Your instructions:
The lines you return must be all those in the data that hold the string "woman".

Input for this task:
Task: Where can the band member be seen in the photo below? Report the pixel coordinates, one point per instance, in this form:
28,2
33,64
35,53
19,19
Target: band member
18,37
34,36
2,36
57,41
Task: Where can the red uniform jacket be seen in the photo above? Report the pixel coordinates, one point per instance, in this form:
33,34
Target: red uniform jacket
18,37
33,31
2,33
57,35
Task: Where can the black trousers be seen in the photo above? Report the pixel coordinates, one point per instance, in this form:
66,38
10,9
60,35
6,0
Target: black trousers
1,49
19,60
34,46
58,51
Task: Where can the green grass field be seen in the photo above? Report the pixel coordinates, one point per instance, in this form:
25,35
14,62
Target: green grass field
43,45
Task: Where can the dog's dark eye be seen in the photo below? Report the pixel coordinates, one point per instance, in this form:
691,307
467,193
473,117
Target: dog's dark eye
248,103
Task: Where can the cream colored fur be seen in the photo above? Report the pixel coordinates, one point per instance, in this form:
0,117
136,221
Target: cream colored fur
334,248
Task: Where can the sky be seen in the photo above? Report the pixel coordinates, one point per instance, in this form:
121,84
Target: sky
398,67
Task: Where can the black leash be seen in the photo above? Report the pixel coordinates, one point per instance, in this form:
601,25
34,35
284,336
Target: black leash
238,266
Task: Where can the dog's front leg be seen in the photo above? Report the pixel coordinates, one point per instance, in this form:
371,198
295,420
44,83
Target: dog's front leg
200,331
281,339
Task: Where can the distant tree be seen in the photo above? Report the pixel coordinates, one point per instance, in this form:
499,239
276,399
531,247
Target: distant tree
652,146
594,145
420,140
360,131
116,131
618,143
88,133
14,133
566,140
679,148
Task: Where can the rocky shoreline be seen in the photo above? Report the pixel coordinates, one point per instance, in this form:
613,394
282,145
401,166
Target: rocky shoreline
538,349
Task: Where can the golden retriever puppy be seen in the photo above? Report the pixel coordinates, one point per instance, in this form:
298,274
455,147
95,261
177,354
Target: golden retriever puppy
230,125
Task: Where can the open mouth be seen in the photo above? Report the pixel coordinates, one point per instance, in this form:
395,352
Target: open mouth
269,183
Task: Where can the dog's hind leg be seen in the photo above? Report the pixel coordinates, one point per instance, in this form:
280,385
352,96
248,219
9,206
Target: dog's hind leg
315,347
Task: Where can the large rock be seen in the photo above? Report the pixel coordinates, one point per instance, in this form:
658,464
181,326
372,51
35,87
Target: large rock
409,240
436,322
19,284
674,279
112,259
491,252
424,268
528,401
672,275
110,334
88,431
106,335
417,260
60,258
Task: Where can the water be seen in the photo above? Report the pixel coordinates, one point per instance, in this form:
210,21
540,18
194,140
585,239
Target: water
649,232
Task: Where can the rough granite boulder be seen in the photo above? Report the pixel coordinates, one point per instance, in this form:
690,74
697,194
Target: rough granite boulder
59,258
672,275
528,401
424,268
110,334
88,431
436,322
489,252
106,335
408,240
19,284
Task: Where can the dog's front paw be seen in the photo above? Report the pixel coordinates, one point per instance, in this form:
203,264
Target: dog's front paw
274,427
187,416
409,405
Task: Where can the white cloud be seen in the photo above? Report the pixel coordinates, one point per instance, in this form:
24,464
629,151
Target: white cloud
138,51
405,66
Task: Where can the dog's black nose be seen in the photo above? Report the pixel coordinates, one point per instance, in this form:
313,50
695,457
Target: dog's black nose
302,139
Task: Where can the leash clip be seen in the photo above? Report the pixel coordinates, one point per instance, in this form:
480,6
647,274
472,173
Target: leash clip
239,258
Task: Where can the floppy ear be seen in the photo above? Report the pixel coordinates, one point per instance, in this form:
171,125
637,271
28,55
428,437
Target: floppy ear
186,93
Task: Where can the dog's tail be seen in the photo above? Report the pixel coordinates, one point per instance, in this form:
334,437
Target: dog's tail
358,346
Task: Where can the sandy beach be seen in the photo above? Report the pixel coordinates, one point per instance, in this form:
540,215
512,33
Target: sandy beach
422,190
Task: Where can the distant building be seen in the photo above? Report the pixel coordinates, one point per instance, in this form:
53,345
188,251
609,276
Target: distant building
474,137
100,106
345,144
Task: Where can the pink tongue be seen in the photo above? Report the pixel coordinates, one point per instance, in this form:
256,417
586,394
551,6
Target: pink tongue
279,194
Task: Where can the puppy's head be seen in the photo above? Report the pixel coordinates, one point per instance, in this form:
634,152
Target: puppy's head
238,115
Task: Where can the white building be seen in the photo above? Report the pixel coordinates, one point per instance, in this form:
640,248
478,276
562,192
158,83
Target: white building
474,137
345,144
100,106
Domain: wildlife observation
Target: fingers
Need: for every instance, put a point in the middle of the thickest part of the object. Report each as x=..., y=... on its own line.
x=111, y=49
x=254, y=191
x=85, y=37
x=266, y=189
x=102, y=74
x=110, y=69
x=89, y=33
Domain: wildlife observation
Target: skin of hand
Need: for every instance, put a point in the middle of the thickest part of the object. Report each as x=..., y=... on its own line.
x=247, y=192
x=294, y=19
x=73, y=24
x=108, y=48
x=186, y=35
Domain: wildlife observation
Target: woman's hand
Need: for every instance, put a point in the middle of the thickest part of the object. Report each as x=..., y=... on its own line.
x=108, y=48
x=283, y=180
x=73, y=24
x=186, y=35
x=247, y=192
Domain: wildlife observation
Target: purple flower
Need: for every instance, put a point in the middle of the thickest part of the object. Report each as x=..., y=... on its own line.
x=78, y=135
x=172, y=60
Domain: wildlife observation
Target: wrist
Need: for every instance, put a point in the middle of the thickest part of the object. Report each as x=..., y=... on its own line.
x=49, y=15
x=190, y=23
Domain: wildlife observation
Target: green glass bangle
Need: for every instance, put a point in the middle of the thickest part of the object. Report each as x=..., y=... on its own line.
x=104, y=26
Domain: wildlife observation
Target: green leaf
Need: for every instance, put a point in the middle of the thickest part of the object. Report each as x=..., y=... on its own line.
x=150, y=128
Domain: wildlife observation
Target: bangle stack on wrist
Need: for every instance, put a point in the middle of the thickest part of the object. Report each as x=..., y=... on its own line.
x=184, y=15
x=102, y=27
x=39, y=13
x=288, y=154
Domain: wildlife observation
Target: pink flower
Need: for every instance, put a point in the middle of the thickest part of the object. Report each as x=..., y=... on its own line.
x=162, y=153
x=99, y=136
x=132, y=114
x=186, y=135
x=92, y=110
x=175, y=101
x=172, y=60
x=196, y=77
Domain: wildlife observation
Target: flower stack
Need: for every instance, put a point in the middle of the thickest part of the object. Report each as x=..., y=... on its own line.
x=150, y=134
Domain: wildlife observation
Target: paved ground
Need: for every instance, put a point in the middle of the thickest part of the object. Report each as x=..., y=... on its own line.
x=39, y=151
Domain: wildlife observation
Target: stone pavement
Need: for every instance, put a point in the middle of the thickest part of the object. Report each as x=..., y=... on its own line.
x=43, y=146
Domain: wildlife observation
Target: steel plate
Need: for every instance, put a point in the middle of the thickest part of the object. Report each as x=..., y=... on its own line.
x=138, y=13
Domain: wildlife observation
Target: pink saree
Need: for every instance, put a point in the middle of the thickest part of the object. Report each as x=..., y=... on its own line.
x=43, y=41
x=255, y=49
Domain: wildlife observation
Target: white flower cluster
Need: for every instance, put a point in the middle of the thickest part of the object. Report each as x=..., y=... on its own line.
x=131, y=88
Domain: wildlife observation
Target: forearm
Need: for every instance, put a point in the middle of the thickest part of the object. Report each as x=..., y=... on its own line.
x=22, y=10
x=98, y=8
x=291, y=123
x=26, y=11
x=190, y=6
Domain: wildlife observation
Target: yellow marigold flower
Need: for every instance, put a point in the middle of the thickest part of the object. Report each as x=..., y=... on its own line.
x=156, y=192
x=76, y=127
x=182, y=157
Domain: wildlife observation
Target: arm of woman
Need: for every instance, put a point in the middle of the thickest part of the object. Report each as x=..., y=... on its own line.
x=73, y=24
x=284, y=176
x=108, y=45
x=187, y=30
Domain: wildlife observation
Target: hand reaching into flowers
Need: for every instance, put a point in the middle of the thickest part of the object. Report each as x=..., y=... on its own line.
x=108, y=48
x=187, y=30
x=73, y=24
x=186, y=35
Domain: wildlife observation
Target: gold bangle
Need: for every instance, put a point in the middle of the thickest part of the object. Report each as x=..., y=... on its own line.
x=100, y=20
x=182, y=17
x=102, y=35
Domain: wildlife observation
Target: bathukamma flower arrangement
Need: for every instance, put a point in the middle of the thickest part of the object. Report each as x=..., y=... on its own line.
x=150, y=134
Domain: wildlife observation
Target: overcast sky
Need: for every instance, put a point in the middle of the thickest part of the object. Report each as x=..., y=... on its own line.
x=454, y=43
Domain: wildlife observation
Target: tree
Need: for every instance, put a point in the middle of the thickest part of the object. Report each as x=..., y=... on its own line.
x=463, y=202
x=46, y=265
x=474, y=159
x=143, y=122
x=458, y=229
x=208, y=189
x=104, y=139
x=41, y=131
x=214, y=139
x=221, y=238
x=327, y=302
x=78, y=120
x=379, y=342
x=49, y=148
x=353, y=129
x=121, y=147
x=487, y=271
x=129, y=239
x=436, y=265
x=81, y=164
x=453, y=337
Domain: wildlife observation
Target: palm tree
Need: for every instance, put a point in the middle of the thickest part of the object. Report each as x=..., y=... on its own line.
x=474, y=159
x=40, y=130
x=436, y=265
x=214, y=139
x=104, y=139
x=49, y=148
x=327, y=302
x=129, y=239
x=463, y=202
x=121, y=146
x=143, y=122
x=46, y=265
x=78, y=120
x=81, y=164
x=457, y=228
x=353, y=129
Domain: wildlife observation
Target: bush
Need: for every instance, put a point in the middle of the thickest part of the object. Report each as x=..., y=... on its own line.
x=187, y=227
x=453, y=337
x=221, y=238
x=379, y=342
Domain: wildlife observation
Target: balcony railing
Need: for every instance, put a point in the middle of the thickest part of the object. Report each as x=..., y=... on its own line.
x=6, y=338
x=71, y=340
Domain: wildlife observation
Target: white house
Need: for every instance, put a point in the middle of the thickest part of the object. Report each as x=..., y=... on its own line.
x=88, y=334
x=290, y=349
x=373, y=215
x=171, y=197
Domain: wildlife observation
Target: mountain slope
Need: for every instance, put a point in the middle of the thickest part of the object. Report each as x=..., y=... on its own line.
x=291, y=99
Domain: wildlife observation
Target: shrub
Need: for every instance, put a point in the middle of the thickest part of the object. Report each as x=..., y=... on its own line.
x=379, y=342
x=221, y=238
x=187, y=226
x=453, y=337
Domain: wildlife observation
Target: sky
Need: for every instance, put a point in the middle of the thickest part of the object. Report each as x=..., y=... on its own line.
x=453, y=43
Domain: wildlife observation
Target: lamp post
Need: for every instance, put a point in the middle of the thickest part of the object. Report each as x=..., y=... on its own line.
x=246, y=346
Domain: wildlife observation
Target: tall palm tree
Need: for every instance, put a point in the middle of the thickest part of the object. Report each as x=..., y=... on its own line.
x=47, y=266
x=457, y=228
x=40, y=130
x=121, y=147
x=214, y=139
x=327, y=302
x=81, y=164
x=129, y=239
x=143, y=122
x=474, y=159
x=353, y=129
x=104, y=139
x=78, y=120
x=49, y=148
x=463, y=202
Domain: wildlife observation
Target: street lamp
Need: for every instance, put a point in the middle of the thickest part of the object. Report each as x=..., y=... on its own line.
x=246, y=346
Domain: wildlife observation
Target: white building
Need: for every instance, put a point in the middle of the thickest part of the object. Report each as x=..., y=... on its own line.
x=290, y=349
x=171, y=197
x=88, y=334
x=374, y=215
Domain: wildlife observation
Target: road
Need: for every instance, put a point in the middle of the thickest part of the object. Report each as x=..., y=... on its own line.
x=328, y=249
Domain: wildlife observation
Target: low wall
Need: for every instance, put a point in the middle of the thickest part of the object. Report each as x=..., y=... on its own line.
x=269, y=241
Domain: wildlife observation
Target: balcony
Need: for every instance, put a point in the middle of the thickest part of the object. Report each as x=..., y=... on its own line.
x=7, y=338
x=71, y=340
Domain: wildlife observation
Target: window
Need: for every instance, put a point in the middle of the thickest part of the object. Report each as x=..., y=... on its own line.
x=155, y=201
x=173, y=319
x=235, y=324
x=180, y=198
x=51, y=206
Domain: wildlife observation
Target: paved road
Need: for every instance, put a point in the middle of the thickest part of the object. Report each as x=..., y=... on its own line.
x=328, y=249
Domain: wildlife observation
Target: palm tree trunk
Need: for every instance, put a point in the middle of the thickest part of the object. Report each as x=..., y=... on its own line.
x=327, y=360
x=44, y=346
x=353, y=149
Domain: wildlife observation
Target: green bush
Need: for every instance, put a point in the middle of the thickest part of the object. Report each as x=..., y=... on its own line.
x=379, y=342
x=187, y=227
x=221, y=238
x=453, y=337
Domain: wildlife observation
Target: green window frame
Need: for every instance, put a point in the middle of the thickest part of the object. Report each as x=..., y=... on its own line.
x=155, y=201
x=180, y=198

Response:
Target: woman's hand
Target: arm of woman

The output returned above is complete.